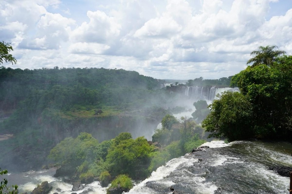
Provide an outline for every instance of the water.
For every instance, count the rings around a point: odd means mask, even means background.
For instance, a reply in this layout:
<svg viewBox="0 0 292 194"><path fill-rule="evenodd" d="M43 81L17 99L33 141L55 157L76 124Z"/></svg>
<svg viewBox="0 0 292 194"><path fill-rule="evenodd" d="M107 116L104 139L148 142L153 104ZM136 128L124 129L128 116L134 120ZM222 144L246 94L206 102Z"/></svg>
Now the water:
<svg viewBox="0 0 292 194"><path fill-rule="evenodd" d="M276 165L292 166L289 144L213 141L210 148L168 162L129 193L288 193L290 180L269 170Z"/></svg>
<svg viewBox="0 0 292 194"><path fill-rule="evenodd" d="M98 181L94 181L86 185L83 189L72 191L73 186L71 184L64 182L61 178L55 178L53 176L55 171L56 169L53 168L35 172L30 171L20 173L12 172L5 177L8 180L9 185L16 184L18 186L20 193L26 192L30 193L38 185L46 181L48 181L53 187L49 194L53 194L55 192L63 194L71 194L73 192L78 194L82 192L88 194L106 193L107 188L103 188Z"/></svg>
<svg viewBox="0 0 292 194"><path fill-rule="evenodd" d="M291 144L257 141L226 144L212 141L203 145L210 148L167 162L128 193L171 194L171 186L180 194L288 193L289 178L281 176L269 168L276 165L292 166ZM73 192L72 185L54 178L55 170L12 172L6 178L9 183L19 185L21 193L31 192L38 184L47 181L53 187L50 194L70 194ZM58 192L57 188L61 191ZM74 192L83 192L105 194L106 188L96 181Z"/></svg>

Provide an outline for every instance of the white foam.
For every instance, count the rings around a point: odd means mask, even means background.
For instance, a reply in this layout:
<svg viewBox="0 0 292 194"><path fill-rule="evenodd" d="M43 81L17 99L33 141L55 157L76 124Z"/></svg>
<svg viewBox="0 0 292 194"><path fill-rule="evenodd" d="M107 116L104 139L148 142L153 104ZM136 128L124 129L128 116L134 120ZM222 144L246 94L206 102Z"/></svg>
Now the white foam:
<svg viewBox="0 0 292 194"><path fill-rule="evenodd" d="M203 146L209 146L210 148L222 148L224 147L231 146L231 143L225 143L224 142L221 140L213 140L210 142L206 142L201 145L199 147Z"/></svg>
<svg viewBox="0 0 292 194"><path fill-rule="evenodd" d="M152 172L150 177L134 186L129 193L135 194L145 193L144 192L145 192L144 189L143 187L147 182L162 180L164 178L169 175L171 172L175 170L180 165L183 163L185 166L190 166L193 165L194 162L197 162L198 161L197 159L187 159L182 157L178 158L174 158L166 162L165 166L161 166L158 168L156 171ZM166 181L162 180L161 182L169 186L174 184L173 182L169 181ZM149 190L149 189L148 189Z"/></svg>

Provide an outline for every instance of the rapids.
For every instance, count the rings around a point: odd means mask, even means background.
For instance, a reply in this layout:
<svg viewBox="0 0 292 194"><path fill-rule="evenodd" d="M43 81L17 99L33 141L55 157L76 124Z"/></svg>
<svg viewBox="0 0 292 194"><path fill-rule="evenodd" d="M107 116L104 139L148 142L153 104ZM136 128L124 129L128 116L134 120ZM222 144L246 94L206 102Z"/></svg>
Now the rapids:
<svg viewBox="0 0 292 194"><path fill-rule="evenodd" d="M288 193L289 178L281 176L269 168L276 165L292 166L290 144L255 140L226 144L218 141L203 145L210 148L168 161L127 193L171 194L171 186L180 194ZM53 177L54 170L12 172L6 178L9 183L19 185L20 193L30 192L45 181L53 186L50 194L73 192L71 185ZM105 194L106 188L96 181L74 192Z"/></svg>

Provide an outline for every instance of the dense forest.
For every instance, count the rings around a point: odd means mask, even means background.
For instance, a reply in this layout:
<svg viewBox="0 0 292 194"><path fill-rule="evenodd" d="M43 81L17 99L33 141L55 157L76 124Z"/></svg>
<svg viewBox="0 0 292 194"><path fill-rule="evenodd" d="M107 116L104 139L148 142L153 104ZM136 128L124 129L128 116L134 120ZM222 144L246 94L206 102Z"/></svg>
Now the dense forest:
<svg viewBox="0 0 292 194"><path fill-rule="evenodd" d="M123 69L2 67L0 116L9 118L0 130L14 137L0 142L7 148L2 166L36 167L54 145L81 132L99 141L123 131L147 134L171 106L171 97L156 89L162 81Z"/></svg>
<svg viewBox="0 0 292 194"><path fill-rule="evenodd" d="M210 136L230 141L292 138L292 56L260 47L253 63L232 77L239 91L226 92L210 105L202 126ZM218 96L219 97L219 96Z"/></svg>

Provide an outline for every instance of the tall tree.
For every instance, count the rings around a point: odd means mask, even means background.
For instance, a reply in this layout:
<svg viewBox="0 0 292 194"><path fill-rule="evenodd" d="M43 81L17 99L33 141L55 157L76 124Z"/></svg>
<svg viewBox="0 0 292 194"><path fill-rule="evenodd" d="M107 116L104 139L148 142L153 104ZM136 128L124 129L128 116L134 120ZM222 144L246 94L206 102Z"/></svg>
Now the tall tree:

## Given exercise
Please format the lines above as a numbered list, leaving out the blank lines and the pictures.

## Response to the task
1. Provide an outline for every instance of the water.
2. For every instance, count the rings around a point: odd means mask, even means background.
3. For instance, a reply in this layout:
4. <svg viewBox="0 0 292 194"><path fill-rule="evenodd" d="M43 81L17 99L33 141L55 157L76 124Z"/></svg>
5. <svg viewBox="0 0 292 194"><path fill-rule="evenodd" d="M107 116L104 139L148 142L153 104ZM136 128L124 129L128 116L134 120ZM222 144L246 94L206 102Z"/></svg>
6. Now the water:
7. <svg viewBox="0 0 292 194"><path fill-rule="evenodd" d="M276 165L292 166L289 144L213 141L210 148L168 162L129 193L288 193L290 180L269 170Z"/></svg>
8. <svg viewBox="0 0 292 194"><path fill-rule="evenodd" d="M98 181L94 181L86 185L83 189L72 191L73 186L71 184L64 182L61 178L55 178L53 176L55 171L56 169L53 168L35 172L30 171L20 173L12 172L5 177L8 180L9 185L16 184L18 186L20 193L26 192L30 193L38 185L46 181L48 181L53 187L49 194L53 194L55 192L63 194L71 194L73 192L78 194L82 192L88 194L106 193L107 188L103 188Z"/></svg>
9. <svg viewBox="0 0 292 194"><path fill-rule="evenodd" d="M291 144L257 141L226 144L212 141L203 145L210 148L167 162L128 193L171 194L171 186L180 194L288 193L289 178L281 176L269 168L276 165L292 166ZM73 192L72 185L54 178L55 170L12 172L6 178L9 183L19 185L21 193L31 192L38 184L47 181L53 187L50 194L70 194ZM58 192L57 188L61 191ZM74 192L83 192L105 194L106 188L96 181Z"/></svg>
10. Provide an outline for every instance of the white foam.
11. For every instance, count the rings around a point: odd means mask, even means background.
12. For instance, a reply in this layout:
13. <svg viewBox="0 0 292 194"><path fill-rule="evenodd" d="M43 81L17 99L33 141L55 157L76 124Z"/></svg>
14. <svg viewBox="0 0 292 194"><path fill-rule="evenodd" d="M107 116L104 139L148 142L153 104ZM136 128L124 129L128 116L134 120ZM222 144L246 94L206 102Z"/></svg>
15. Now the white foam:
16. <svg viewBox="0 0 292 194"><path fill-rule="evenodd" d="M203 146L209 146L210 148L222 148L224 147L231 146L231 143L225 143L224 142L221 140L213 140L210 142L206 142L201 145L199 147Z"/></svg>
17. <svg viewBox="0 0 292 194"><path fill-rule="evenodd" d="M152 172L150 177L134 186L129 193L135 194L145 193L144 192L145 192L144 189L143 187L147 182L162 180L164 178L169 175L171 172L175 170L180 165L183 163L185 166L190 166L193 165L194 162L197 162L198 161L197 159L187 159L182 157L178 158L174 158L166 162L165 166L161 166L158 168L156 171ZM166 181L162 180L161 182L169 186L174 184L173 182L169 181ZM149 190L149 189L148 189Z"/></svg>
18. Provide an outline for every instance of the rapids.
19. For every instance, count the rings around a point: odd means mask, even means background.
20. For instance, a reply in this layout:
21. <svg viewBox="0 0 292 194"><path fill-rule="evenodd" d="M43 81L17 99L33 141L55 157L76 124Z"/></svg>
22. <svg viewBox="0 0 292 194"><path fill-rule="evenodd" d="M107 116L104 139L148 142L153 104ZM136 128L124 129L128 116L134 120ZM222 144L246 94L206 102Z"/></svg>
23. Now the rapids:
24. <svg viewBox="0 0 292 194"><path fill-rule="evenodd" d="M288 193L289 178L281 176L269 168L276 165L292 166L290 144L255 140L226 144L218 141L203 145L210 148L168 161L127 193L171 194L171 186L180 194ZM53 177L54 170L12 172L6 178L9 183L19 185L20 193L30 192L45 181L53 186L50 194L73 192L71 185ZM105 194L106 188L96 181L74 192Z"/></svg>
25. Provide an outline for every instance of the dense forest.
26. For every instance, count the rings around a point: odd means mask, even means background.
27. For instance, a reply in this layout:
28. <svg viewBox="0 0 292 194"><path fill-rule="evenodd" d="M43 81L17 99L33 141L55 157L76 124Z"/></svg>
29. <svg viewBox="0 0 292 194"><path fill-rule="evenodd" d="M107 116L104 139L148 142L153 104ZM136 128L124 129L128 116L134 120ZM222 144L246 94L206 102Z"/></svg>
30. Now the dense forest:
31. <svg viewBox="0 0 292 194"><path fill-rule="evenodd" d="M123 69L2 67L0 116L9 118L0 130L14 137L0 142L7 148L2 166L36 167L54 145L81 132L99 141L123 131L147 134L171 106L171 97L156 89L162 81Z"/></svg>
32. <svg viewBox="0 0 292 194"><path fill-rule="evenodd" d="M210 136L230 141L292 138L292 56L260 47L253 63L232 77L239 91L226 92L210 105L202 126ZM218 96L219 97L219 96Z"/></svg>
33. Provide an outline for every instance of the tall tree.
34. For every instance, count the rings around a point: odd means mask, even means background.
35. For instance, a reply in this layout:
36. <svg viewBox="0 0 292 194"><path fill-rule="evenodd" d="M43 81L17 99L33 141L55 157L76 124Z"/></svg>
37. <svg viewBox="0 0 292 194"><path fill-rule="evenodd" d="M107 116L104 139L148 142L153 104ZM136 128L124 129L128 116L134 120ZM222 144L246 94L206 102Z"/></svg>
38. Now the tall tree:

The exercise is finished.